%%

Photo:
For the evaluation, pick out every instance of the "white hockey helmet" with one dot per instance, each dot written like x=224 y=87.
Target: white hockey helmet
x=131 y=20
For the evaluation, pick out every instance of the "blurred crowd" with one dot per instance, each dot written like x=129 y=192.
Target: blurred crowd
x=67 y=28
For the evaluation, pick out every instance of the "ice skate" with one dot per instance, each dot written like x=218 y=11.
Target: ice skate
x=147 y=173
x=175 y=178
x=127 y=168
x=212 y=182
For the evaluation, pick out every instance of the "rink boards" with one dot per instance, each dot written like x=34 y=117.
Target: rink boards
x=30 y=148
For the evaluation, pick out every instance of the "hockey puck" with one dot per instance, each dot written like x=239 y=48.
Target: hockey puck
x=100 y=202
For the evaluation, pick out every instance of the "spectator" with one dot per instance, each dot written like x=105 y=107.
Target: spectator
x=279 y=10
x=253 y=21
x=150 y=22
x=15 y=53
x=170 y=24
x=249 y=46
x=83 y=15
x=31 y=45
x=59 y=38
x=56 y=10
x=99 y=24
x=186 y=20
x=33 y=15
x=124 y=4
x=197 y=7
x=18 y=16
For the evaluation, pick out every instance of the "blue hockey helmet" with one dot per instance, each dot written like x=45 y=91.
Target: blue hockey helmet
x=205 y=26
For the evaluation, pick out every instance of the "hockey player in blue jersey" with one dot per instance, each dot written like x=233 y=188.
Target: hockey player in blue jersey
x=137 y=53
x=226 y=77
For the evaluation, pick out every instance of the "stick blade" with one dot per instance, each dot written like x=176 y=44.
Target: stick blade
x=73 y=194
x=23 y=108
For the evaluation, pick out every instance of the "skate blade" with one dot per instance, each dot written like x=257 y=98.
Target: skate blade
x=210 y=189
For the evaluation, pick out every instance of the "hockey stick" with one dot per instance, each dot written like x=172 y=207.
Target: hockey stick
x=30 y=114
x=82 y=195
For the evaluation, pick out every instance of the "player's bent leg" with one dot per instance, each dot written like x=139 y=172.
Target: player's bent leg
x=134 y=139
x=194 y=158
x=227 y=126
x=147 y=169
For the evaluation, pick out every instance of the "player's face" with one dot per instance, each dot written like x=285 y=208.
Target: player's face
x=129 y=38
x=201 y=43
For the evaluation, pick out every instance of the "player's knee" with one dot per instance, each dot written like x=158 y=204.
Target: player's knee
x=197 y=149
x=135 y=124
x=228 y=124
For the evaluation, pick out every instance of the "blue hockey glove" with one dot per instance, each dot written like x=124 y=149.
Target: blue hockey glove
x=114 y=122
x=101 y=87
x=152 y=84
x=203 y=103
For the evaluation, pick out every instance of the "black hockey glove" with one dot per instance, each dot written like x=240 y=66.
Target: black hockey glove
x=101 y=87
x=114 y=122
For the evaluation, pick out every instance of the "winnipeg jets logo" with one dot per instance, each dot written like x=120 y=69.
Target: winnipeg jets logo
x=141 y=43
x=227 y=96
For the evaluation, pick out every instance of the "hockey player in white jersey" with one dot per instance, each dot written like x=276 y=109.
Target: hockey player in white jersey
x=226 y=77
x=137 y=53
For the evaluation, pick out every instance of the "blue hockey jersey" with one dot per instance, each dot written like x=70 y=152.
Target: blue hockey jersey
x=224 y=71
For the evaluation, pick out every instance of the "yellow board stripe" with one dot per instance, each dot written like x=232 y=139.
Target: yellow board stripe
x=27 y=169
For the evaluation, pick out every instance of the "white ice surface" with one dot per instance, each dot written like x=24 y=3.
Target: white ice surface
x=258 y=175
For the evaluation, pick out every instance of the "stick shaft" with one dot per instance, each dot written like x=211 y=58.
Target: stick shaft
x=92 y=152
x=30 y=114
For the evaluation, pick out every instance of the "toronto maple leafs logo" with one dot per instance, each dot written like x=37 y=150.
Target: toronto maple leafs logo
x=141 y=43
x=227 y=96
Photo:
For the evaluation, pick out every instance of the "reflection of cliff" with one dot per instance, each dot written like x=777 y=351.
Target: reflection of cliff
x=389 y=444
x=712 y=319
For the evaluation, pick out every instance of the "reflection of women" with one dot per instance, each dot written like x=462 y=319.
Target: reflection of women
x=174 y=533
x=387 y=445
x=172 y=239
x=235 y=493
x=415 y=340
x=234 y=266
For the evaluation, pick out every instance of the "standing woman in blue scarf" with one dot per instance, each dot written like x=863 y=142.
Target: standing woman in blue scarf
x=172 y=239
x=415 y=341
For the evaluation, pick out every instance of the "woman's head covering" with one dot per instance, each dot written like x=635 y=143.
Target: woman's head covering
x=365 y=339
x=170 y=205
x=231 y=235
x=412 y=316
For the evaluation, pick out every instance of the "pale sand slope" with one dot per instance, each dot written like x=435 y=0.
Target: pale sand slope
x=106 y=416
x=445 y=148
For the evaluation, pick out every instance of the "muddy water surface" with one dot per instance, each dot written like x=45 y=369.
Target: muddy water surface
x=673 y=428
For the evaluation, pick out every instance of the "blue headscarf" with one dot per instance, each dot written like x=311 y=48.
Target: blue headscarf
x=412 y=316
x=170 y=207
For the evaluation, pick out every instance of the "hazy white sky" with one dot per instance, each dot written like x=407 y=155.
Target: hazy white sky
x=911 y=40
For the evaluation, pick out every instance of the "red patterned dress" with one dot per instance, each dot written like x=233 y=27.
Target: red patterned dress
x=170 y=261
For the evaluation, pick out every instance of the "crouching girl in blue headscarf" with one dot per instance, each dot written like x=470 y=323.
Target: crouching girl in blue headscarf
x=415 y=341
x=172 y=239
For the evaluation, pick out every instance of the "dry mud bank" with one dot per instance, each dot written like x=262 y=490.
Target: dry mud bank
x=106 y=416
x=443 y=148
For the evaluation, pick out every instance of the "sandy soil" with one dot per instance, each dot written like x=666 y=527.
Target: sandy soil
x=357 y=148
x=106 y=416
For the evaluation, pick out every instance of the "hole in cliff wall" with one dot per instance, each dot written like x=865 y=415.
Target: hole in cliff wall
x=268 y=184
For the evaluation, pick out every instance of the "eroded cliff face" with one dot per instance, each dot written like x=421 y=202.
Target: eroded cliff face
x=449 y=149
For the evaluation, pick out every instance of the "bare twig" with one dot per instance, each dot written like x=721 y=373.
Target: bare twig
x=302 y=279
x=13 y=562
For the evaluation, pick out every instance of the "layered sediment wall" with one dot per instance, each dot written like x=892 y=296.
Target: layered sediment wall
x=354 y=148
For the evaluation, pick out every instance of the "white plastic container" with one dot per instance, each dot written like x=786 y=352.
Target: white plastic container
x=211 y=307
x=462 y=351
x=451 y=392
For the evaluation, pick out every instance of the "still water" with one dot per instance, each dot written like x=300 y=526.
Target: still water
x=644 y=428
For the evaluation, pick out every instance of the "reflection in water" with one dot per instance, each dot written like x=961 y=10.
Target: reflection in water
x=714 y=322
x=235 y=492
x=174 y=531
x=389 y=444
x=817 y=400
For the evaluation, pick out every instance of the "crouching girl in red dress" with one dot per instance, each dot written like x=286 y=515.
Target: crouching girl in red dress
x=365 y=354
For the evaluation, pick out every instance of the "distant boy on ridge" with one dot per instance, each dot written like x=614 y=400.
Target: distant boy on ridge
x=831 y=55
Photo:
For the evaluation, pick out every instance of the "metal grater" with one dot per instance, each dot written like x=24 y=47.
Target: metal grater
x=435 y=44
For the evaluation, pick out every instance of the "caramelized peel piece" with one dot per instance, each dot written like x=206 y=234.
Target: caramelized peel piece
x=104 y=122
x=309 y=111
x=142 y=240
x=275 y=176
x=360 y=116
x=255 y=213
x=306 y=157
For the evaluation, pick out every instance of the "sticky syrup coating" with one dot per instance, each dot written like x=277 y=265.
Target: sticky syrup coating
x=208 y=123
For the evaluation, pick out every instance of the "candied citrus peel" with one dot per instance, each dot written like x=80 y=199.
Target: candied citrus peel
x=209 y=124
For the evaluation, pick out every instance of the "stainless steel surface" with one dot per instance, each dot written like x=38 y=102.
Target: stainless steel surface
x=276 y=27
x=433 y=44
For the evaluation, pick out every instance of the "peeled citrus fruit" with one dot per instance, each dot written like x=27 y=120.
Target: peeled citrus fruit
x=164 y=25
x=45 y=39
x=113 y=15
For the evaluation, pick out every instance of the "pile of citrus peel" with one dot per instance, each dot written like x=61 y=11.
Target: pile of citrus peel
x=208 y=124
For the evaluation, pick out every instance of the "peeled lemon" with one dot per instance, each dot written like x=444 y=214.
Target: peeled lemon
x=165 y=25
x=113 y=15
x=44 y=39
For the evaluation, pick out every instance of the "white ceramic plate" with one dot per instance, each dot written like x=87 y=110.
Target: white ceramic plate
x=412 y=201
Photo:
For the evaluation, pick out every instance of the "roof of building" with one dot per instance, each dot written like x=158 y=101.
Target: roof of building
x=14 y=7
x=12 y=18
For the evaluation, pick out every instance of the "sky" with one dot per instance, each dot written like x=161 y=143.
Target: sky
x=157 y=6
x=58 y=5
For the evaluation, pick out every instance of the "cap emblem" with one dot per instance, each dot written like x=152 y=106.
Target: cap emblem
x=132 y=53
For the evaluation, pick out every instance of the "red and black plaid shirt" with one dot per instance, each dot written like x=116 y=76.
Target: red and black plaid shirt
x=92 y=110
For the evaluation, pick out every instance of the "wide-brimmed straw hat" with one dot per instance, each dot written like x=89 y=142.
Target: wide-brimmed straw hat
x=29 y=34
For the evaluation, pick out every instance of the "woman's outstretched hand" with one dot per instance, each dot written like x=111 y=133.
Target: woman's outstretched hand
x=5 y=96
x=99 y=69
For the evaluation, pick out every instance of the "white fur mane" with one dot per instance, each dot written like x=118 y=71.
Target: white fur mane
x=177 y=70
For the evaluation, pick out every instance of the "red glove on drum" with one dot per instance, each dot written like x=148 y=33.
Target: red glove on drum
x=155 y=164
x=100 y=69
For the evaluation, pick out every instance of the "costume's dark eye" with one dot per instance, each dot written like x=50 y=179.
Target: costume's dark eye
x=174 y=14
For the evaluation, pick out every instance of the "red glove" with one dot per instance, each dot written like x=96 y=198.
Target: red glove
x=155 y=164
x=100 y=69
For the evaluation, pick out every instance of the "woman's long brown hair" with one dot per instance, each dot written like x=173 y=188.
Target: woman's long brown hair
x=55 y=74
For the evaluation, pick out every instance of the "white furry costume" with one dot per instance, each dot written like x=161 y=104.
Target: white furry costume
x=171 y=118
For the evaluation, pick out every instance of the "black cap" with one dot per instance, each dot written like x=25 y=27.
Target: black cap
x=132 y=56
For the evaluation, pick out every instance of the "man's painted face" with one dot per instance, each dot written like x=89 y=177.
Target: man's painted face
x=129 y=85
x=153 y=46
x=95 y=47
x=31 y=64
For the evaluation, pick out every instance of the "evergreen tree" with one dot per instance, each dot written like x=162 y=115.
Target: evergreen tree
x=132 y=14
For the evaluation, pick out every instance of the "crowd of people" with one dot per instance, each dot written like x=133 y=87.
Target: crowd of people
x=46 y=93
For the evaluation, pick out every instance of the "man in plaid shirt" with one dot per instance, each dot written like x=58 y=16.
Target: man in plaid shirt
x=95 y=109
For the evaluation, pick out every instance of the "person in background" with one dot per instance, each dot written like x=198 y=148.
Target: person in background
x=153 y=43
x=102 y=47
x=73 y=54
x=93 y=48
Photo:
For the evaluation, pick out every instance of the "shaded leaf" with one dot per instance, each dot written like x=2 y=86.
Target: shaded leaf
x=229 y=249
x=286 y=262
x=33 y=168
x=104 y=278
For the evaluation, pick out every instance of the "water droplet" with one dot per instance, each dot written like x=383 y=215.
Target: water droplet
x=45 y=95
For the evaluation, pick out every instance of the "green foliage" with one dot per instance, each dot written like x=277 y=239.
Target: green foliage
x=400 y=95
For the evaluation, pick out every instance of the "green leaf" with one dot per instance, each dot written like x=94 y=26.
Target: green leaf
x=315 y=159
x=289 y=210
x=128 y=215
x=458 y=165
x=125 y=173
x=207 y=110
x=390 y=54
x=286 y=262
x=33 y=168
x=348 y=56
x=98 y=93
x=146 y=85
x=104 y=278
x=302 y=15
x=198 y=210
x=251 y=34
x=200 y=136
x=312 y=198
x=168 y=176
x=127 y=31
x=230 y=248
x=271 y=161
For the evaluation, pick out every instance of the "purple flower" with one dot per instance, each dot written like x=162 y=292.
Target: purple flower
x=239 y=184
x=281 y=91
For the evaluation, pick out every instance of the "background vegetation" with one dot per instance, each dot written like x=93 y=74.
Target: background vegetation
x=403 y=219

%%

- _OBJECTIVE_:
Reproduce word for word the part of the listing above that opens with the line containing "like x=93 y=74." and runs through the end of the listing.

- _COMPLETED TASK_:
For the evaluation, pick out every instance of the "background vegetation" with one dot per instance, each dot written like x=93 y=74.
Target: background vegetation
x=403 y=219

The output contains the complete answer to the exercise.